Textabschnitt:
__________________________________________________
Rock'n'Roll-Maschine

Auf das Nötigste reduziert, das große Vorbild klar im Visier und mit ausgesuchten Komponenten bestückt – das klingt nach einem sinnvollen Ansatz. Nur im Falle einer Gitarre muss ja nicht der Ansatz klingen, sondern eben, naja, ihr wisst schon. Vorhang auf für die Eastman SB55/v-SB!

Eastman 1

Ja, die schaut aus wie eine Junior. Klar, wie denn auch sonst? Der Gitarren-Designer bei Eastman Pepijn ’t Hart hat – bevor er überhaupt dran gedacht hat irgendwelche Eckpunkte einer eigenen Junior-Interpretation zu entwerfen –, sage und schreibe 20 alte Juniors aus den Jahren 1955 bis 1958 angespielt. Und da waren gute dabei, schlechte und durchschnittliche, aber eben auch sensationelle. Und damit hätte man dann auch eine Referenz gehabt. Wenn dann noch Faber-Hardware und Jason Lollar von Lollar Pickups mit ins Boot springen, kann kaum noch was schiefgehen. Die SB55 gibt es auch als Doublecut-Variante, die Zutatenlisten unterscheiden sich nicht voneinander. Die Eastman-Jungs weichen in bestimmten Details klar von der Vorlage des Originals ab, so kommt etwa Ebenholz für das Griffbrett anstelle Palisander zum Einsatz. Für den einteiligen (!) Korpus, übrigens mit Pepijns eigenem Design, basierend auf der SB59, und den einteiligen (!!) Hals kommt Okoume zum Einsatz. Dieses Holz aus der Familie der Balsambaumgewächse kennt man auch unter dem Namen Gabun-Mahagoni. Das liegt schlicht daran, dass dieses Holz einen Großteil der aus der Gabunischen Republik exportierten Hölzer ausmacht.
__________________________________________________
Übungsaufgaben:
#1 Schreib aus dem Text über die Eastman SB55 alles wortgetreu ab, was von „Rock'n'Roll-Maschine“ bis hinunter zu „die Eastman SB55/v-SB!“ reicht.
#2 Setz den Text über die Eastman SB55 nach seinem letzten Satz fort.

Punktbasierte Annotationsdaten:
__________________________________________________
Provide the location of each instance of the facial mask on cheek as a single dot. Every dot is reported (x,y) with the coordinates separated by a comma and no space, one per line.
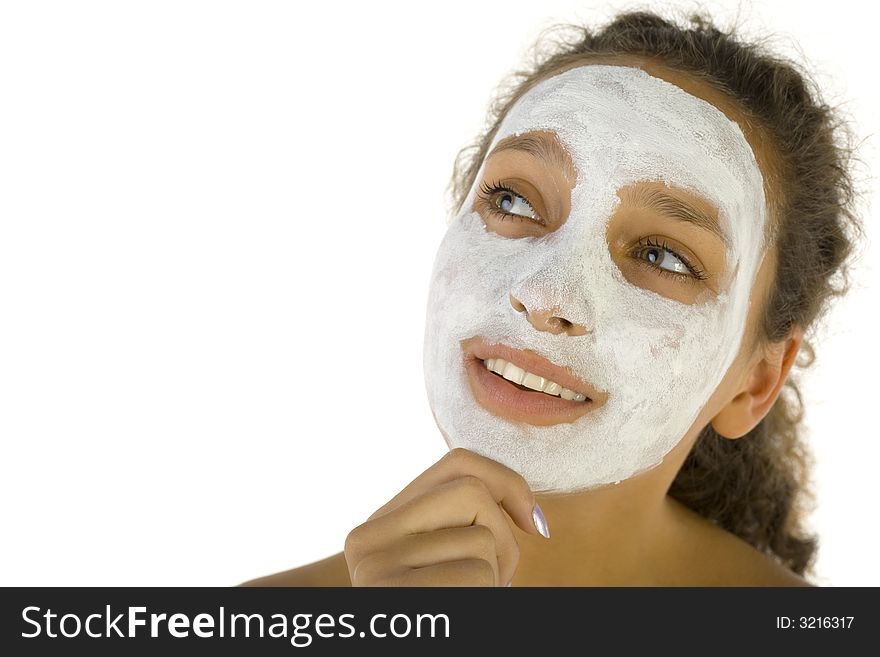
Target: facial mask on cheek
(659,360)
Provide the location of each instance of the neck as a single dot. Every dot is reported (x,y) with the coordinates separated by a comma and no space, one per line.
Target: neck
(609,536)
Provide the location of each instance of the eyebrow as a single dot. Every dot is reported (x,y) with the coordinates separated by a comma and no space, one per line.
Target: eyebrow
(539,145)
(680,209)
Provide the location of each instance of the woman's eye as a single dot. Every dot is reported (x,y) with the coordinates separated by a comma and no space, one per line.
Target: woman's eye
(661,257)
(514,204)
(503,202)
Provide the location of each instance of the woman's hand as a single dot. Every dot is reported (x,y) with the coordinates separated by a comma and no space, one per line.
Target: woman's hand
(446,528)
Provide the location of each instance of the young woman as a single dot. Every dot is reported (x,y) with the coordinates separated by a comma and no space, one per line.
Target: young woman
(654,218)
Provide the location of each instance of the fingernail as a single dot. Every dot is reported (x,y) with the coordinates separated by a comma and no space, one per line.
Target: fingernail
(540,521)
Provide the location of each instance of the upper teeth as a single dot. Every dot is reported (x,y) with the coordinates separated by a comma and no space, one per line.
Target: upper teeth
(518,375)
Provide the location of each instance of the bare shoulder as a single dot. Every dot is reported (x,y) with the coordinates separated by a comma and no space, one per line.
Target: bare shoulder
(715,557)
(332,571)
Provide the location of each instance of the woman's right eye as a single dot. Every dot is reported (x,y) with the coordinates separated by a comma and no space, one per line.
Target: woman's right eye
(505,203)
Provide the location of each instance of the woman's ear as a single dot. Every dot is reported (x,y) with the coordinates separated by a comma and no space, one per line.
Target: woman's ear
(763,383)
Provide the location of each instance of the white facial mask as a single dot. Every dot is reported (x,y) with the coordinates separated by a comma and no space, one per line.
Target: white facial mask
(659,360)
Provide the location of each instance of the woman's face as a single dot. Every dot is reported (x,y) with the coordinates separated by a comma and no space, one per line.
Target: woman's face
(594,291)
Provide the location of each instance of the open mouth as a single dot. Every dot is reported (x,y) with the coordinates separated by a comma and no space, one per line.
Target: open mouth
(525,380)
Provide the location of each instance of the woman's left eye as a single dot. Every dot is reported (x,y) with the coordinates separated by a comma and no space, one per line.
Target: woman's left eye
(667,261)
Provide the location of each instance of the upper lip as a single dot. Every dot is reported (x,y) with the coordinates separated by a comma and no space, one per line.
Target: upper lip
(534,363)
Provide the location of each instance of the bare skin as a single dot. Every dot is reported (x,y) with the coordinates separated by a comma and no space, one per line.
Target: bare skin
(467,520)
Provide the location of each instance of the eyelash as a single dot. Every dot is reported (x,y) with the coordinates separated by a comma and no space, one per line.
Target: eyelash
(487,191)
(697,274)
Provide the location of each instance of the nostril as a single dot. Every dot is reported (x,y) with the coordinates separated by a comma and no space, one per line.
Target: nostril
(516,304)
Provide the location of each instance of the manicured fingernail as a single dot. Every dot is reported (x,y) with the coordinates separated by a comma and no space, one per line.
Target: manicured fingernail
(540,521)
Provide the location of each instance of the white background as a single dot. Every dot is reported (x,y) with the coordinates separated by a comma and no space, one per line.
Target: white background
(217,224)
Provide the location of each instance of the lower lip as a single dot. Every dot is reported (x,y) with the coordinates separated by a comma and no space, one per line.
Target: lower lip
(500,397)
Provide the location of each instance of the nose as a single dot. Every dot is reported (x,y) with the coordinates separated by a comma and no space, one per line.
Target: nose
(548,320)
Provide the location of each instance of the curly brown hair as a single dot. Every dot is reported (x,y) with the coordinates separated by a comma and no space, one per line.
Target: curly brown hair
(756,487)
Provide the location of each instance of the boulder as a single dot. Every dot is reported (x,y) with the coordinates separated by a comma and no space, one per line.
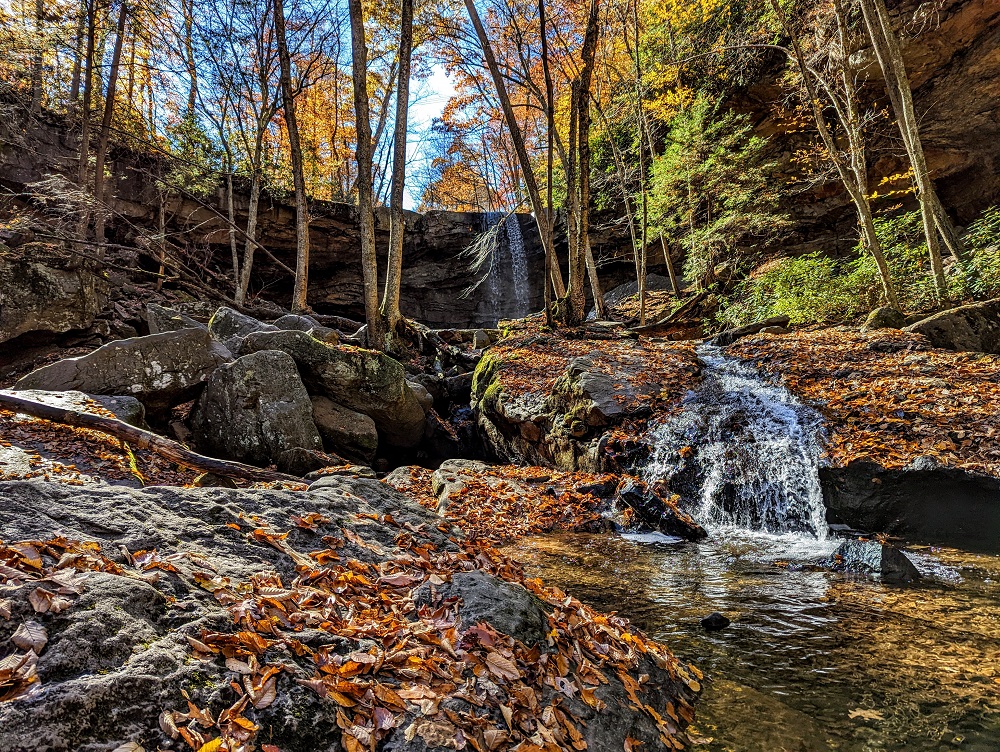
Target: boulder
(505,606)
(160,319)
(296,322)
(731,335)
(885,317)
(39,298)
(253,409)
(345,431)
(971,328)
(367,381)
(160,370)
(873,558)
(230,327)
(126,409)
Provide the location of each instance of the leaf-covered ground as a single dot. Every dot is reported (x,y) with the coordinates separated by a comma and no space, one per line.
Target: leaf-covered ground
__________________________________________________
Erwartete Antworten:
#1
Rock'n'Roll-Maschine

Auf das Nötigste reduziert, das große Vorbild klar im Visier und mit ausgesuchten Komponenten bestückt – das klingt nach einem sinnvollen Ansatz. Nur im Falle einer Gitarre muss ja nicht der Ansatz klingen, sondern eben, naja, ihr wisst schon. Vorhang auf für die Eastman SB55/v-SB!

#2
Jetzt aber zurück an die Arbeit, was dem Verfasser im Falle der SB55 nicht sonderlich schwerfällt. Die Singlecut ist beim ersten Rausnehmen aus dem dazugehörenden Koffer direkt ein echtes Leichtgewicht, das Antique-Varnish-Finish ist ein Klassiker bei Eastman, das Sunburst ein echter Hingucker. Das dezente Aging trägt einen guten Teil zum Wohlfühl-Faktor bei. Man kann darüber streiten, ob es sinnvoll ist, neue Gitarren auf alt zu trimmen, anfühlen tut es sich, als hätte man die Geige Jahrzehnte durch die Gegend gezogen. Gleiches gilt für den Hals, ebenfalls aus Okoume, aber eben mit einem tiefschwarzen Ebenholzgriffbrett, was ich persönlich ja ziemlich geil finde. In besagtem Griffbrett sitzen 22 auf Hochglanz polierte und erstklassig verrundete Medium-Jumbo-Bundstäbchen, der Radius des Griffbretts beträgt 12 Zoll, die Mensur 62,8 cm oder 24,75 Zoll – alles ganz klassisch.

Eastman 3

Faber-haft!

Der Hals wird natürlich eingeleimt, für den Sattel kommt Knochen zum Einsatz, die Sattelbreite beträgt 42,8 Millimeter, der Sattel ist perfekt gekerbt, da klemmt nicht mal die G-Saite. Und das will was heißen, die klemmt in der Tat gerne, einfach wegen des recht starken Abknickwinkels nach dem Sattel.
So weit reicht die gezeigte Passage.